> **GIVEN RECORDS**:
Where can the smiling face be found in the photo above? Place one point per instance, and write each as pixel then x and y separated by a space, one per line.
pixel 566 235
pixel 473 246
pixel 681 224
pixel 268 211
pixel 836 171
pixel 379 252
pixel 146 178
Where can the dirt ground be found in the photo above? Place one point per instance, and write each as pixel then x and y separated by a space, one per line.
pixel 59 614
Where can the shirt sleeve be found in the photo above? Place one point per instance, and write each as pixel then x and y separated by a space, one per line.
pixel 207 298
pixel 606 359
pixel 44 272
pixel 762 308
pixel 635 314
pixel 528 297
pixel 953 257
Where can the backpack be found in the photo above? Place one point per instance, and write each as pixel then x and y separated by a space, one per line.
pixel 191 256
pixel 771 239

> **WHAT THE TASK REQUIRES**:
Can you return every line of the listing above, unchanged and in the same order?

> **EXERCISE RESULT**:
Where can the smiling face be found in the photo above? Place one point per instance, and write each as pixel then x and y separated by a space, one per line.
pixel 566 235
pixel 473 246
pixel 681 224
pixel 268 211
pixel 836 171
pixel 379 252
pixel 146 178
Where can the dirt ground be found in the photo above? Place one point per instance, and write each as pixel then x and y separated by a space, one per line.
pixel 59 614
Where can the shirt sleeve be found in the photo above? Place one point per instance, and write each as pixel then x and y separated by a space, one per line.
pixel 207 298
pixel 606 359
pixel 44 272
pixel 762 308
pixel 635 314
pixel 528 297
pixel 953 257
Where can the backpack be found in the photo above? Place one point per instance, and write each as pixel then x and y separated by a space, one per line.
pixel 191 256
pixel 771 239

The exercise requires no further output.